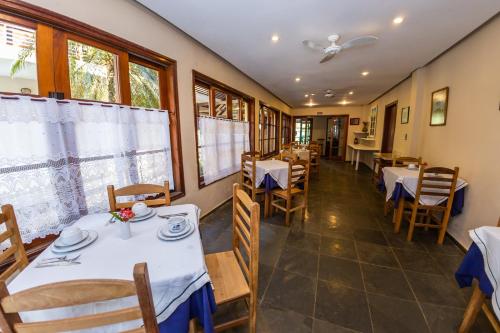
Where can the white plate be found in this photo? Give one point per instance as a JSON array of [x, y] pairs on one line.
[[151, 213], [177, 237], [60, 244], [169, 234], [92, 237]]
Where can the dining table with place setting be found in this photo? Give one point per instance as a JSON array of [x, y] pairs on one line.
[[97, 247]]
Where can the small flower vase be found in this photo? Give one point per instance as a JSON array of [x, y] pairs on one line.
[[125, 232]]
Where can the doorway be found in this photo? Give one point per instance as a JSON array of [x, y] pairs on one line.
[[336, 137], [390, 115]]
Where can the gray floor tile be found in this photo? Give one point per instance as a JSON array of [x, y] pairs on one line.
[[386, 281], [392, 315], [343, 306]]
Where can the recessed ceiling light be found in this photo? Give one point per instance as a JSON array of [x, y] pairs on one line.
[[398, 20]]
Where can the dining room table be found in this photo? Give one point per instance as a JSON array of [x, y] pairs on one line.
[[271, 174], [401, 183], [180, 284], [481, 263]]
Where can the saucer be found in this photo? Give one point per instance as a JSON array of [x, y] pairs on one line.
[[150, 214], [89, 240], [61, 244]]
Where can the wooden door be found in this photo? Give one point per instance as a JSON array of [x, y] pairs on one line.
[[391, 111]]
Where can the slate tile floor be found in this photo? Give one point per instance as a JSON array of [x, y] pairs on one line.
[[344, 270]]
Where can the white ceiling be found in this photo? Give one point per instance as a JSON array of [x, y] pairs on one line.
[[240, 32]]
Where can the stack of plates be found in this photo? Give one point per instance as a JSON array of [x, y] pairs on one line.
[[89, 236], [166, 232], [150, 213]]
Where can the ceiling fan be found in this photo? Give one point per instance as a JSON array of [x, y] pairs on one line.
[[331, 50]]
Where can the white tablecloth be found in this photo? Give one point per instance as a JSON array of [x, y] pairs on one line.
[[409, 180], [176, 269], [303, 154], [488, 241]]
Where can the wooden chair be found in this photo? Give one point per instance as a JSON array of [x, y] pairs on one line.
[[404, 161], [476, 303], [400, 162], [233, 277], [78, 292], [287, 155], [298, 173], [315, 156], [15, 254], [247, 178], [162, 197], [435, 182]]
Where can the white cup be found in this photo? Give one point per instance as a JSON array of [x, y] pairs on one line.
[[140, 209], [176, 224], [71, 235]]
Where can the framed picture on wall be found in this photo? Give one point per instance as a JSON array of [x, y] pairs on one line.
[[405, 115], [439, 107], [354, 121]]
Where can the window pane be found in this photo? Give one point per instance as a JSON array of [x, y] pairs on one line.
[[144, 86], [18, 72], [202, 100], [93, 73], [236, 108], [220, 104]]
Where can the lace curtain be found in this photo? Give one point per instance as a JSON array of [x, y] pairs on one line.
[[57, 157], [221, 143]]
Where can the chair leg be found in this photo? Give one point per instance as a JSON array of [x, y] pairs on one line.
[[288, 207], [444, 226], [412, 224]]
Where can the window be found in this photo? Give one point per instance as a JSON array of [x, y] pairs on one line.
[[91, 67], [223, 128], [286, 127], [144, 86], [269, 130], [303, 130], [18, 70]]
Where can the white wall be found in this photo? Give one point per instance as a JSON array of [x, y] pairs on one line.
[[471, 137], [131, 21]]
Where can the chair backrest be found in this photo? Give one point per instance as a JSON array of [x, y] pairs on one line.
[[298, 173], [162, 197], [287, 155], [437, 182], [15, 254], [247, 174], [246, 222], [404, 161], [79, 292]]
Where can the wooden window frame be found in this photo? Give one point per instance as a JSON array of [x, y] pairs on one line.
[[286, 136], [310, 127], [212, 84], [277, 130], [52, 30]]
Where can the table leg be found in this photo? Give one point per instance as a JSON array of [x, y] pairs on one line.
[[398, 214], [475, 303], [357, 159]]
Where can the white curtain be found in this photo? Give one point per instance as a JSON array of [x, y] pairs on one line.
[[221, 142], [57, 157]]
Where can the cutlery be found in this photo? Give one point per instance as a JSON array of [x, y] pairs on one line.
[[59, 259], [57, 263], [166, 216]]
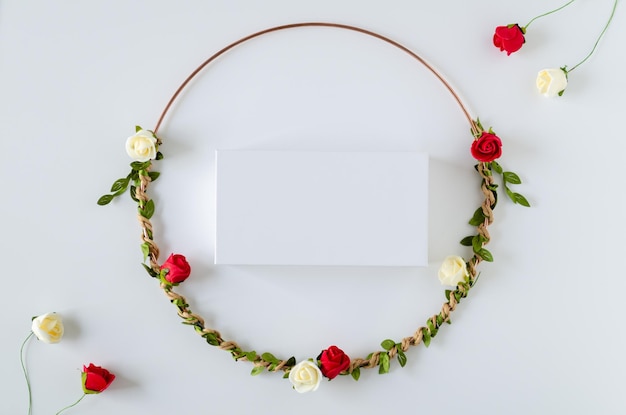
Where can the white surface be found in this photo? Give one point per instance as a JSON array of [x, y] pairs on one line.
[[321, 208], [541, 333]]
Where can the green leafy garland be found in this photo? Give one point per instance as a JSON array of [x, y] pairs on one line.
[[140, 178]]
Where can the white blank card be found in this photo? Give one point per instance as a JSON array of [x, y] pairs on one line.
[[321, 208]]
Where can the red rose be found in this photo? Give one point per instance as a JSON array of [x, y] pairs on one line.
[[178, 268], [509, 38], [96, 379], [487, 147], [333, 361]]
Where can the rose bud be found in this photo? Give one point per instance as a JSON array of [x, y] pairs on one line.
[[177, 268], [487, 147], [96, 379], [48, 328], [509, 38], [453, 270], [333, 361]]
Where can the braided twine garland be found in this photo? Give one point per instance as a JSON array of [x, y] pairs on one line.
[[267, 361]]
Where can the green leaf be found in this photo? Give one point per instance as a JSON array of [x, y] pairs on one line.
[[478, 218], [139, 165], [105, 200], [356, 373], [145, 249], [211, 338], [268, 357], [467, 241], [477, 243], [517, 198], [148, 209], [511, 177], [120, 184], [485, 255], [496, 167], [388, 344], [383, 364], [401, 358], [150, 271], [154, 175]]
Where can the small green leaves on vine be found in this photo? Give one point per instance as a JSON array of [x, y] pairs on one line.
[[388, 344], [509, 178], [485, 255], [478, 218], [384, 363], [148, 210], [145, 249], [401, 357], [150, 271], [356, 373]]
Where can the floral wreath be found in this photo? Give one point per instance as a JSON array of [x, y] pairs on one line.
[[458, 273]]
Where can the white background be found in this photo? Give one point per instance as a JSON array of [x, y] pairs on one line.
[[541, 333]]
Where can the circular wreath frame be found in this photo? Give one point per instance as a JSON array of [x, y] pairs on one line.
[[141, 177]]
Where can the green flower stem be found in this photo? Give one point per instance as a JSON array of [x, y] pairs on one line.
[[30, 395], [72, 405], [606, 26], [545, 14]]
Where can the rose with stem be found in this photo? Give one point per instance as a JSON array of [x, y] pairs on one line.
[[553, 81], [510, 38]]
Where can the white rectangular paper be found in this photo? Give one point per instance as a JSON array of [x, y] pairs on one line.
[[322, 208]]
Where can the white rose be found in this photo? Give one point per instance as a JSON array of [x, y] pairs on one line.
[[452, 271], [141, 146], [552, 82], [305, 376], [48, 328]]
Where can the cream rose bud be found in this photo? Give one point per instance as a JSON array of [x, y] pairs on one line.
[[48, 327], [305, 376], [452, 271], [141, 146], [552, 82]]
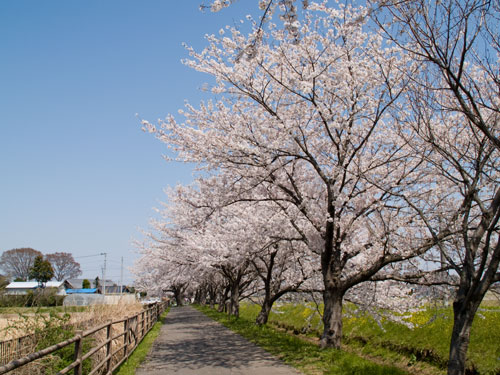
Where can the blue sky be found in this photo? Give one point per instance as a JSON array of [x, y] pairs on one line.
[[77, 174]]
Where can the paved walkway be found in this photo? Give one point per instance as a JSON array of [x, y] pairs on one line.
[[191, 343]]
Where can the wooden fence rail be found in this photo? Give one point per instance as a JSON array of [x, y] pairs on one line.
[[114, 349]]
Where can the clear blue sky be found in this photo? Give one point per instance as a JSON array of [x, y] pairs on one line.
[[77, 174]]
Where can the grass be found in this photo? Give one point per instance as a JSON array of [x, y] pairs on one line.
[[428, 341], [304, 355], [139, 355], [28, 310]]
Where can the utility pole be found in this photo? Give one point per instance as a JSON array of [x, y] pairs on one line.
[[121, 278], [104, 274]]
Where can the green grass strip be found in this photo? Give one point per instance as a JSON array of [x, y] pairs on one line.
[[301, 354], [139, 355]]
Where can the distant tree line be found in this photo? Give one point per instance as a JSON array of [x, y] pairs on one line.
[[26, 263]]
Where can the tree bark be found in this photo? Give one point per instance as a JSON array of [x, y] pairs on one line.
[[234, 306], [332, 318], [463, 316], [263, 316], [178, 296]]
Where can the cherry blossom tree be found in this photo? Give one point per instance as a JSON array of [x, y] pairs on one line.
[[306, 126], [465, 200], [16, 263]]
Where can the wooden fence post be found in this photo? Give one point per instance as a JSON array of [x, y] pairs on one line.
[[109, 330], [142, 324], [78, 353]]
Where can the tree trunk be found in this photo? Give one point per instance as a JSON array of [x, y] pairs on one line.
[[212, 295], [332, 318], [178, 296], [264, 312], [234, 307], [223, 299], [463, 315]]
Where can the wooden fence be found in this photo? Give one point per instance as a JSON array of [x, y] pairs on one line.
[[16, 348], [120, 338]]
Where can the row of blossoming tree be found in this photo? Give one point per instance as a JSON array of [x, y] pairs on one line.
[[344, 146]]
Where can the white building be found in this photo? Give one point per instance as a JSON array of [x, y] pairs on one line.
[[22, 287]]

■ **What is expected**: For this exercise, reproduce exactly each line from the one containing "Where can the distant" through the last line of the data, and no others.

■ **Answer box**:
Where can the distant tree line be found in this photo? Give one point per instance as a JSON array of [x, y] pairs on one line.
[[26, 263]]
Where can the tree bark be found in this photo? Give one point per instance as a JSON array of [x, y] pairs on one line.
[[234, 306], [332, 318], [463, 316], [263, 316], [178, 296]]
Where can the cherry blossom tree be found in this photo? Give one point per instance as a JSON array of [x, y] pairs on one line.
[[306, 126], [465, 200], [16, 263]]
Where can the wooden fence post be found in this photo? Give one point per instance as a JSON array of [x, y] pairs on one line.
[[109, 330], [142, 324], [78, 353]]
Where can the tree trunk be found in this photo? Give one point per instance as a JSON array of [x, y] pairs on one line.
[[212, 295], [332, 318], [178, 296], [264, 312], [234, 307], [223, 299], [463, 315]]
Where can the wooden fence be found in this photo? Give one point per instance as a JSON array of [x, y] pairs on one line.
[[16, 348], [120, 338]]
Where can the row of blossoming tree be found in this photo? Give one point per instance as a JSON array of [x, y] pairs on one line.
[[344, 146]]
Where can the white building be found in this photo? Give one point per instance as a JSON array of [x, y] pairs on one line.
[[22, 287]]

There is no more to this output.